## Task goal
Exclude all images and print the entries below exactly.

....................

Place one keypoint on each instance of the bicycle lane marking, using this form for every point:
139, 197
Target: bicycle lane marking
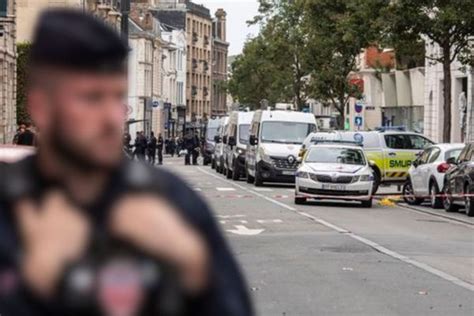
425, 267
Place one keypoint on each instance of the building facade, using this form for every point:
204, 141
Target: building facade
142, 94
29, 10
7, 70
174, 79
461, 95
196, 21
220, 48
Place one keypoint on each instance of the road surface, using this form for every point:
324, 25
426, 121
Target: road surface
340, 258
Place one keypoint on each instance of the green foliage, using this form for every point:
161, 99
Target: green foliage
449, 24
309, 48
338, 31
272, 65
23, 51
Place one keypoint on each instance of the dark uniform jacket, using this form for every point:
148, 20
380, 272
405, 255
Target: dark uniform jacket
226, 296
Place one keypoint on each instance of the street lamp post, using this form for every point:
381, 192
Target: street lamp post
125, 10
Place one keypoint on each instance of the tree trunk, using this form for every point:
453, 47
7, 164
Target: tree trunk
447, 93
342, 111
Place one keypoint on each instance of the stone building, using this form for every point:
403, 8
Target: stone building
29, 10
462, 96
220, 48
174, 79
144, 67
7, 70
196, 21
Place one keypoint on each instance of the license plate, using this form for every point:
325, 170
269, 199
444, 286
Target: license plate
336, 187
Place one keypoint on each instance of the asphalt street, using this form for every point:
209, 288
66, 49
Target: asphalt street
340, 258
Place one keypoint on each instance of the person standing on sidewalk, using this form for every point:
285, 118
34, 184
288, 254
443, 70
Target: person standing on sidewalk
151, 147
189, 146
160, 149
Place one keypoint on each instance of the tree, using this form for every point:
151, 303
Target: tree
23, 52
446, 23
272, 65
338, 31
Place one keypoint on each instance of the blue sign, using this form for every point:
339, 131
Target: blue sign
359, 106
358, 138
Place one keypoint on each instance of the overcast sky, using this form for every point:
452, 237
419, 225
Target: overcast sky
238, 12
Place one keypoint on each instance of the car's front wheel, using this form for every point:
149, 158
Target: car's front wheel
258, 178
436, 198
469, 201
409, 194
367, 203
236, 174
250, 179
448, 202
300, 200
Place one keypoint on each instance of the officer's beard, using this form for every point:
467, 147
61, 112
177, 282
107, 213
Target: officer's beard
73, 154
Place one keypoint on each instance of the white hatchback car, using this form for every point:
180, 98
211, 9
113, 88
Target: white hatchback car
12, 153
426, 174
336, 171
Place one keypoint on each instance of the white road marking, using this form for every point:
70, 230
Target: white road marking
263, 221
242, 230
230, 216
448, 218
374, 245
225, 189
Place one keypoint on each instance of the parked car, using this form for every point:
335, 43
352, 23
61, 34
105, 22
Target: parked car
274, 142
12, 153
219, 148
391, 151
459, 182
237, 141
210, 142
426, 174
336, 170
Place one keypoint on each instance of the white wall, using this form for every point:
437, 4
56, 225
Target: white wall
434, 97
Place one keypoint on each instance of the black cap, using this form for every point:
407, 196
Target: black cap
71, 39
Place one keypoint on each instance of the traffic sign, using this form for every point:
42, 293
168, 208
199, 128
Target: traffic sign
359, 107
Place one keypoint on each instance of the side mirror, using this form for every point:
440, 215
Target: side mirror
451, 161
253, 140
232, 141
301, 153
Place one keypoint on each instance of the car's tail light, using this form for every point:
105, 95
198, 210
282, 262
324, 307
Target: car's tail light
443, 167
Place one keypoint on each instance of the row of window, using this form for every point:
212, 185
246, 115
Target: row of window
200, 28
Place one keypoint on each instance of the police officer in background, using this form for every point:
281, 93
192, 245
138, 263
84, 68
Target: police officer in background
151, 148
84, 231
160, 149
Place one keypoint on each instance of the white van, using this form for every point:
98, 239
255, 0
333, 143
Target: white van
236, 146
219, 148
210, 142
274, 143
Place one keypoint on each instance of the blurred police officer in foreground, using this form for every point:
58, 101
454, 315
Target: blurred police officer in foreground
84, 231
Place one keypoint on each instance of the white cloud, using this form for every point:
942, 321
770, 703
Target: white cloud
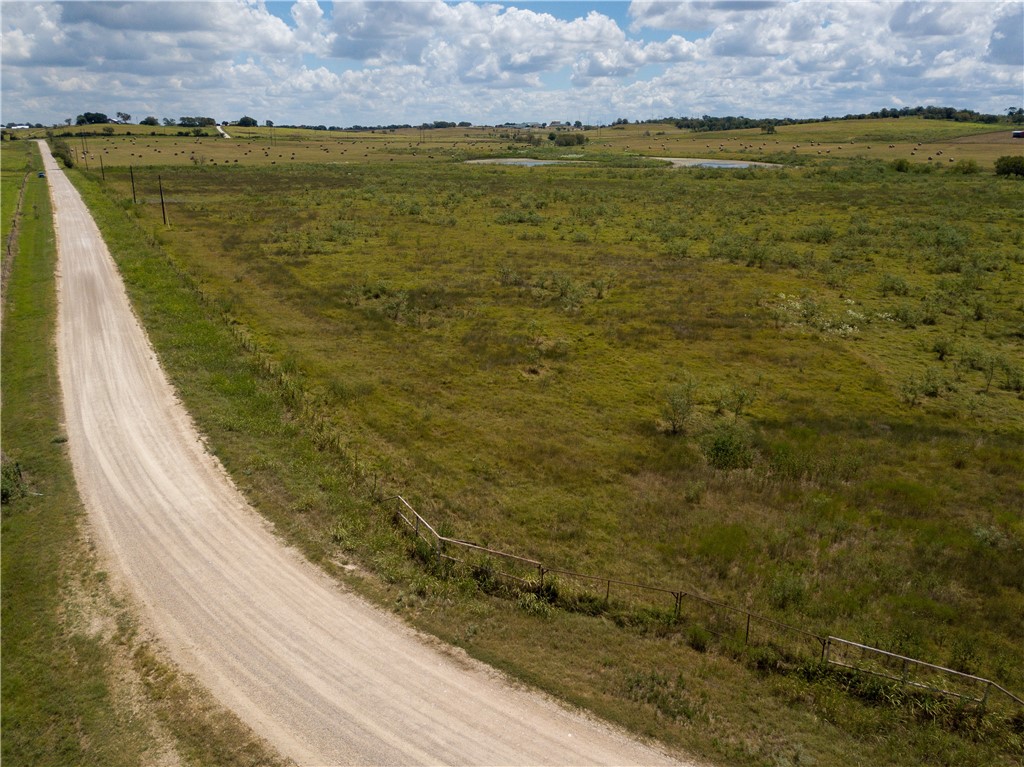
409, 61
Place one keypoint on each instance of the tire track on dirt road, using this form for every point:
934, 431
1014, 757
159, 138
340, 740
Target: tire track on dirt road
325, 677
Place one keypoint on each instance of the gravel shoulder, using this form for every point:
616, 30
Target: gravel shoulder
322, 675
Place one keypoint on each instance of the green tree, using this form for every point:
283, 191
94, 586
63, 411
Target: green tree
680, 400
91, 118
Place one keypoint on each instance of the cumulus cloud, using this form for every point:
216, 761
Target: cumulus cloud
373, 61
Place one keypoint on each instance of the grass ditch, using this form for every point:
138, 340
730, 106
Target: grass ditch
82, 684
814, 489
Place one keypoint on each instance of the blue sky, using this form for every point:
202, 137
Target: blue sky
410, 61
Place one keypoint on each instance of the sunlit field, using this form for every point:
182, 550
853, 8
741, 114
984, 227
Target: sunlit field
799, 390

....................

## Task solution
Place one keypoint on each instance of the bicycle lane marking, using this form for every point:
139, 197
Target: bicycle lane marking
425, 267
Place one keypoint on each instance of the building facade, using this form for every point:
204, 141
Target: building facade
142, 94
29, 10
7, 70
174, 79
461, 95
196, 21
220, 48
Place one keypoint on each instance of the road surface, using this form for every point:
324, 25
426, 121
Target: road surface
340, 258
Place one keypoint on each instance of the green foliage, using this form for every point:
161, 99
Target: green foliage
449, 24
309, 48
338, 31
272, 65
23, 51
Place one keypoint on each instance of the dark uniform jacket, using this form for every point:
148, 20
380, 272
405, 255
Target: dark uniform jacket
226, 296
Place one keypoint on each instance of the street lamp post, using this form for every point:
381, 192
Target: street lamp post
125, 10
Place one keypoint on each instance of the tree trunk, using this form for every point:
453, 47
7, 164
Target: tree trunk
447, 93
342, 111
Place one keypoint on each instance of the stone building, using this form for every point:
403, 8
Target: stone building
29, 10
462, 96
220, 48
174, 79
144, 67
7, 70
196, 21
Place one keypoint on each instance of the license plate, using this form for every point:
325, 170
269, 199
444, 286
Target: license plate
336, 187
Place one keypoint on each instance of the asphalt street, using this form for every point:
209, 288
66, 49
Target: asphalt street
340, 258
Place one keypoint on each instance of the person standing on sidewalk, using this form for every point:
285, 118
34, 184
288, 254
443, 70
Target: person standing on sidewalk
151, 147
189, 146
160, 149
Place one keypoint on each instance of the tree, using this form for every point:
151, 303
Target: tree
23, 52
446, 23
272, 65
338, 31
Place one keypoint on each instance of the blue sign, using this form for every point:
339, 131
Target: blue sign
359, 106
358, 138
Place one keypoint on each instance of the overcast sky, using this form for every point:
452, 237
419, 225
Target: overcast sky
238, 12
Place one keypoint on each instance of the car's front wheel, using this form for every point:
149, 158
Target: car's front wheel
258, 178
436, 198
469, 201
409, 194
367, 203
236, 174
250, 179
448, 202
300, 200
Place one keypoint on each instance of the officer's beard, using this form for every point:
467, 147
61, 112
177, 282
107, 213
Target: officer's beard
73, 154
Place one keypoint on each instance of the white hatchback car, using this form for every point:
180, 98
211, 9
113, 88
Target: white hatchback car
12, 153
426, 174
336, 171
Place one keypoint on each instance of the white road marking, using this form for every point:
70, 230
Target: white road marking
263, 221
242, 230
230, 216
448, 218
374, 245
225, 189
Place one keypoint on each instance of the parked car, using this form for every point:
335, 43
352, 23
61, 34
105, 22
Target: parked car
274, 142
12, 153
219, 148
391, 151
459, 182
237, 141
210, 142
426, 174
336, 170
Place one keypoint on each instance of the white wall, using this form for every point:
437, 4
56, 225
Target: white wall
434, 97
Place one keypoint on each instance of the black cap, using this form for every point:
407, 196
Target: black cap
71, 39
Place one keypoint on each instance of the traffic sign, using this form for every point:
42, 293
168, 208
199, 128
Target: traffic sign
359, 107
Place one keypoint on each instance of the side mirror, using this form for every point:
440, 215
Target: side mirror
451, 161
253, 140
232, 141
301, 153
Place one keypoint on each instance of the car's tail light, using this form for every point:
105, 95
198, 210
282, 262
324, 307
Target: car's tail light
443, 167
Place one keypoint on each instance of the row of window, using this form for every point:
212, 185
246, 115
Target: row of window
200, 28
Place one keypoint on each instance of the police officer in background, using this form for every point:
281, 93
192, 245
138, 263
84, 68
Target: police officer in background
151, 148
84, 231
160, 149
Place one keypoint on each instance of the white van, using this form for every point:
98, 239
255, 0
333, 143
Target: white van
236, 146
219, 148
210, 142
274, 143
Place one keypoint on each instance of the blurred police officer in foreground, using this form for every point:
58, 101
454, 315
Target: blurred police officer in foreground
84, 231
Place one keypoint on each instance of the white cloud, using this form for every point:
942, 321
770, 703
Target: white cloud
409, 61
Place one keypoint on each instance of the tire track on dirt road, using this form for every point:
934, 431
1014, 757
159, 138
340, 740
Target: tire track on dirt road
325, 677
Place one keypoint on each instance of the gravel shoulder, using this form for every point:
616, 30
Target: gravel shoulder
322, 675
Place one keypoint on each instance of the green tree, using this form for every point:
283, 191
94, 586
63, 411
Target: green tree
680, 400
91, 118
Place one keypoint on each instance of the cumulus cloud, using this form for every point:
216, 761
Target: cumulus cloud
373, 61
Place one keypoint on each instance of the grass ditch, using this form for every point:
138, 340
730, 106
Target: grass ditch
82, 684
814, 489
Place one keypoint on each instance of the blue sky, using this form for every point:
202, 137
Target: blue sky
410, 61
Place one keypoint on each instance of the sunlit field, using this form for every point:
182, 550
853, 8
741, 114
984, 227
Target: sunlit field
799, 390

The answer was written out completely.